**Exercise:** In the records below, the lines from the one containing "the gosling's beak" through the last are to be reproduced exactly and alone.

(Point-per-instance localization data)
────────────────────

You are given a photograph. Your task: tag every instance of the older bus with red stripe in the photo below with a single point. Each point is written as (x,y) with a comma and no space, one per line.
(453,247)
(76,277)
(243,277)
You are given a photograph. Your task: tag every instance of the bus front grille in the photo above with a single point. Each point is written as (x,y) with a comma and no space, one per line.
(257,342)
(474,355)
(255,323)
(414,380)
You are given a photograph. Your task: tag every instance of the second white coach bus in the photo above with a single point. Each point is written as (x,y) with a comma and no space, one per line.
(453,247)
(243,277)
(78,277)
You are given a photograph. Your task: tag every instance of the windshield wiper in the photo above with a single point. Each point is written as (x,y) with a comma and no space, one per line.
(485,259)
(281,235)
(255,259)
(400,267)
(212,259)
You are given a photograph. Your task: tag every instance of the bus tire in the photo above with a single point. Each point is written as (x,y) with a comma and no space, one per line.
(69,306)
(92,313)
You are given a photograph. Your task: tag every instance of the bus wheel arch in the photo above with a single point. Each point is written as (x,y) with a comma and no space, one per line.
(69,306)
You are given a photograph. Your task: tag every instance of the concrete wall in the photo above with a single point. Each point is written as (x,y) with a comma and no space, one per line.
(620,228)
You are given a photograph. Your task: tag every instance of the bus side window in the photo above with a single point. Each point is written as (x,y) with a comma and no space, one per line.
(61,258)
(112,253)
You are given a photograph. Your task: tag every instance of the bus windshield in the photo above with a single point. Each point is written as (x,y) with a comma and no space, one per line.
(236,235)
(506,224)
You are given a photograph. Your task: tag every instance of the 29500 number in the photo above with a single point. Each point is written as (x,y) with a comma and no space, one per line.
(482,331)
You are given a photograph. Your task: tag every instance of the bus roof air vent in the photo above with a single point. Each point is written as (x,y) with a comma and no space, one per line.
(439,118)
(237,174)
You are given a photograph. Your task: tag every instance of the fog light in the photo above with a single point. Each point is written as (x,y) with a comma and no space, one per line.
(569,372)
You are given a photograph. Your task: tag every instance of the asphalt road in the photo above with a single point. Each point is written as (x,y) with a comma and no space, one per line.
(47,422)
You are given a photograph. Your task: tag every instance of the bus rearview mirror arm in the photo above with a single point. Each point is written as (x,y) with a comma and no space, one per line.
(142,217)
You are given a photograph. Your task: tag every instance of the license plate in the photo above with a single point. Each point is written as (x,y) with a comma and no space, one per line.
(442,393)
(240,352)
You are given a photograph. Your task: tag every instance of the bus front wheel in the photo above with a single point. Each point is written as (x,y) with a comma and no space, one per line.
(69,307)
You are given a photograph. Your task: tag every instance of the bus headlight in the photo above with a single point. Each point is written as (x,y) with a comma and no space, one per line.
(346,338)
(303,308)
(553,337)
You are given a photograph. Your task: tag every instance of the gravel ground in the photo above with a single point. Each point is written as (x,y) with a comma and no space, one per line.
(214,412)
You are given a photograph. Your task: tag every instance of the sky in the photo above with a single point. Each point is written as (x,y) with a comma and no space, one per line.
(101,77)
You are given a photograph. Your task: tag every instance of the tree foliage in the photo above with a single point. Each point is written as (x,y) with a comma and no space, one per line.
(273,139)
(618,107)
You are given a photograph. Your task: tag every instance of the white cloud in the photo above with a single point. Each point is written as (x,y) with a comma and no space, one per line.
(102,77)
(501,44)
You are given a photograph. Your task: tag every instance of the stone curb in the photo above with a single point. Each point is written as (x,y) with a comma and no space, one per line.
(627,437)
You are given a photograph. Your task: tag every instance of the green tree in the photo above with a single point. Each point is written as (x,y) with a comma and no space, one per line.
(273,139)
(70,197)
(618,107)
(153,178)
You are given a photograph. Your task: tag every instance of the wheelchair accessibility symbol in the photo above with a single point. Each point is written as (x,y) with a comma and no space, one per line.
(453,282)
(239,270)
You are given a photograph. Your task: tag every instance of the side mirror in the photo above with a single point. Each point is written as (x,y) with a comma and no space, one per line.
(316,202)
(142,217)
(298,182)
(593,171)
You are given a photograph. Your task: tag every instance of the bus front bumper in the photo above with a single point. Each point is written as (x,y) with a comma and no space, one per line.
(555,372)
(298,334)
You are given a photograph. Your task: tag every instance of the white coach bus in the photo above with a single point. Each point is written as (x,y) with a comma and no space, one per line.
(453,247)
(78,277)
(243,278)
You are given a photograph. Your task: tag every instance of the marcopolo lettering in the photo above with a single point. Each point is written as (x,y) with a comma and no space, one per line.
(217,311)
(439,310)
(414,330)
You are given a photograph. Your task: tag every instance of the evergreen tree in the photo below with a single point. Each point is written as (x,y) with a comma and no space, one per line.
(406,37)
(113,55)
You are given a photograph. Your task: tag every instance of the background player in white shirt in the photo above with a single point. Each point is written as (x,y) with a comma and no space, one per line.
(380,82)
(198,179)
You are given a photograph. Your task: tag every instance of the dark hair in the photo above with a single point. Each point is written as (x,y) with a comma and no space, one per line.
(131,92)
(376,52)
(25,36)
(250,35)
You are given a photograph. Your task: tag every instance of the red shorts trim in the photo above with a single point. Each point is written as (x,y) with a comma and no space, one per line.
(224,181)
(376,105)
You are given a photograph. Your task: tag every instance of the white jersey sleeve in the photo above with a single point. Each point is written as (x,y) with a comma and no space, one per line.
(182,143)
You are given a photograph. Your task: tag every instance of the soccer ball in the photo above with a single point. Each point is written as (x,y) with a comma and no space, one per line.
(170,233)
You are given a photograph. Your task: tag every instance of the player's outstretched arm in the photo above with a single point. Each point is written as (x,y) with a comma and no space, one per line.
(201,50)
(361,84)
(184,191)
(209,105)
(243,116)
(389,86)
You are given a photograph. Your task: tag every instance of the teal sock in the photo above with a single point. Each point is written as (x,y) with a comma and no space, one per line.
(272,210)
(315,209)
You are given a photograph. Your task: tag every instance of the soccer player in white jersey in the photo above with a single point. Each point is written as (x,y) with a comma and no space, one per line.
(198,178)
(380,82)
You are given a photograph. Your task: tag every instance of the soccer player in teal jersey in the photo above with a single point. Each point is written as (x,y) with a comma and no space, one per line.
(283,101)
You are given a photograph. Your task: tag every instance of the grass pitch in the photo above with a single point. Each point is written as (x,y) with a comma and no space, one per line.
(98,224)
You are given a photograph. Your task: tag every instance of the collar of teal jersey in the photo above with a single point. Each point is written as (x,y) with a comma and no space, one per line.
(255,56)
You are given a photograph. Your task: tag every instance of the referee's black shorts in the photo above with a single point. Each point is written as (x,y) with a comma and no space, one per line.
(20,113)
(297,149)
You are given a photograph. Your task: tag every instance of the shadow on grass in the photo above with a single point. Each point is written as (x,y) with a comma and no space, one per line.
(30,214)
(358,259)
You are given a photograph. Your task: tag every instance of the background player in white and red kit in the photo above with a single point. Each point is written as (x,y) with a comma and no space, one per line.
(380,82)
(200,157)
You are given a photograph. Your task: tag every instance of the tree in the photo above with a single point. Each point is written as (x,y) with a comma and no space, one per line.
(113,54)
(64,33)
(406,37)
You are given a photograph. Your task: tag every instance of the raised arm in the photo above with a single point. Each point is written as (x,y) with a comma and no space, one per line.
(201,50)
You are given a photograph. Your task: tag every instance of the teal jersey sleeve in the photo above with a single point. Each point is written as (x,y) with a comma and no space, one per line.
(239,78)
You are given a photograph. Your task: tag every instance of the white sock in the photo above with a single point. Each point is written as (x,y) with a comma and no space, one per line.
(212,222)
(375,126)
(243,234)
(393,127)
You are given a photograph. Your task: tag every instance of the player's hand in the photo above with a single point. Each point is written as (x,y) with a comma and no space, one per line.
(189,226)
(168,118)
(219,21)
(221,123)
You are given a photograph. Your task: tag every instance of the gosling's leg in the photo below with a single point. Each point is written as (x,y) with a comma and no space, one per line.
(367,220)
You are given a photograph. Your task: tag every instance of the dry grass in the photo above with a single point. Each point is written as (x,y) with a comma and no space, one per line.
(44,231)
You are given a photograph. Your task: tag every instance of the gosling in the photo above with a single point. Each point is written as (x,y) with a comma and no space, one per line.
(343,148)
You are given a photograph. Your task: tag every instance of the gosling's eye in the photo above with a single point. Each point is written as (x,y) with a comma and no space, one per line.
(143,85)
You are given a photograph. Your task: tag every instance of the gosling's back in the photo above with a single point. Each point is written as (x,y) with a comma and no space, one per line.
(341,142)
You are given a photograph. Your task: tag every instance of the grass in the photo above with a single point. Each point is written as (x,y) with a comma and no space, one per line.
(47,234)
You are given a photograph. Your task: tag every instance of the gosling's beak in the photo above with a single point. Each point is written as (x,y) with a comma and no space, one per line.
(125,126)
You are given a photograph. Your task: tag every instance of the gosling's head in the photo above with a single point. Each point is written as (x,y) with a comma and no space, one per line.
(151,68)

────────────────────

**Expected answer:**
You are given a photograph. Your task: tag every instance of the gosling's beak in the photo above with a single point. Each point is written as (x,y) with a comma and no space, one per line.
(125,126)
You are given a photograph. Your task: tag every instance of the gosling's head in the photo above with a single point. Each point is written as (x,y) with a comma and no space, one per line.
(151,68)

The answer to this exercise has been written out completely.